▸ **DIRECTION**
Switch every occurrence of "Give the mask" to "Return the mask" in the items below, and write all of their lines out again with nothing else altered.

(Recorded data)
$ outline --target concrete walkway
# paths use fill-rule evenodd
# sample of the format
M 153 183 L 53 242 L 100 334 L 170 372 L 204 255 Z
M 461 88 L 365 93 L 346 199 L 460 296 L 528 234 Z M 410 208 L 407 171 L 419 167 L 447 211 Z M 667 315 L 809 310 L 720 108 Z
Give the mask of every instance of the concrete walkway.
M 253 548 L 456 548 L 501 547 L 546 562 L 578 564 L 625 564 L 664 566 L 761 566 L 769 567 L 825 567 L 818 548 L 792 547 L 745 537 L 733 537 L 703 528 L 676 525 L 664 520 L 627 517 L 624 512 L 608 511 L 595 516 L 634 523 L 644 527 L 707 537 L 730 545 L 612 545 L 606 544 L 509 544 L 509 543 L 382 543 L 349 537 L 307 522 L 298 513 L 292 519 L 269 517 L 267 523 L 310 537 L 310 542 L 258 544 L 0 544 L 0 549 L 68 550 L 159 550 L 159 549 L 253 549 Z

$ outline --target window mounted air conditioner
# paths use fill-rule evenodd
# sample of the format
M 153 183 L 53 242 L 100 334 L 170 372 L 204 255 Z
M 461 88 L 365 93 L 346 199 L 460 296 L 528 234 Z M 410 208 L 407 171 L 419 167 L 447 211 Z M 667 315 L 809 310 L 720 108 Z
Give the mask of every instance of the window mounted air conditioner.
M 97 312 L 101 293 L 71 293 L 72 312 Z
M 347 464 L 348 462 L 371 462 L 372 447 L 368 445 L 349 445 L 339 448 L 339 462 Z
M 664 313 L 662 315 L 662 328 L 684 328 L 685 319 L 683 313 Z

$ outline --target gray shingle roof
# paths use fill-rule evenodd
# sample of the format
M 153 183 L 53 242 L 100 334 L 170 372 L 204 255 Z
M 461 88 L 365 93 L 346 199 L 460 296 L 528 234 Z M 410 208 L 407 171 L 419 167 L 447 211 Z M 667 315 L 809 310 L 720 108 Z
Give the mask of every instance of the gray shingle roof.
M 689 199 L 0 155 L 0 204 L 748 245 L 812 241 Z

▸ **REPLY**
$ outline --target concrete walkway
# paths use fill-rule evenodd
# sample of the format
M 153 183 L 53 242 L 100 334 L 170 372 L 204 255 Z
M 461 88 L 365 93 L 346 199 L 460 296 L 528 234 Z M 410 208 L 407 171 L 419 167 L 447 211 Z M 667 315 L 809 310 L 720 108 Z
Return the mask of every instance of the concrete walkway.
M 253 548 L 456 548 L 501 547 L 546 562 L 578 564 L 625 564 L 664 566 L 761 566 L 769 567 L 825 567 L 818 548 L 792 547 L 745 537 L 733 537 L 703 528 L 676 525 L 664 520 L 627 517 L 624 512 L 608 511 L 595 516 L 634 523 L 644 527 L 707 537 L 730 545 L 612 545 L 606 544 L 509 544 L 509 543 L 382 543 L 349 537 L 307 522 L 298 513 L 292 519 L 269 517 L 267 523 L 310 537 L 310 542 L 258 544 L 0 544 L 0 549 L 68 550 L 159 550 L 159 549 L 253 549 Z

$ outline --target window mounted air conditioner
# paths use fill-rule evenodd
# sample of the format
M 153 183 L 53 242 L 100 334 L 170 372 L 204 255 Z
M 461 88 L 365 93 L 346 199 L 460 296 L 528 234 Z M 410 208 L 407 171 L 419 167 L 447 211 Z M 667 315 L 809 310 L 720 108 Z
Return the mask of every instance of the window mounted air conditioner.
M 97 312 L 101 293 L 71 293 L 72 312 Z
M 347 464 L 348 462 L 371 462 L 372 447 L 368 445 L 349 445 L 339 448 L 339 462 Z
M 664 313 L 662 315 L 662 328 L 684 328 L 685 319 L 683 313 Z

$ outline --target gray shingle roof
# paths use fill-rule evenodd
# sample of the format
M 153 183 L 53 242 L 100 334 L 170 372 L 204 255 Z
M 461 88 L 365 93 L 346 199 L 460 296 L 528 234 Z M 410 208 L 407 171 L 419 167 L 447 211 Z M 667 315 L 809 310 L 720 108 Z
Return the mask of every instance of the gray shingle roof.
M 689 199 L 0 155 L 0 204 L 748 245 L 812 241 Z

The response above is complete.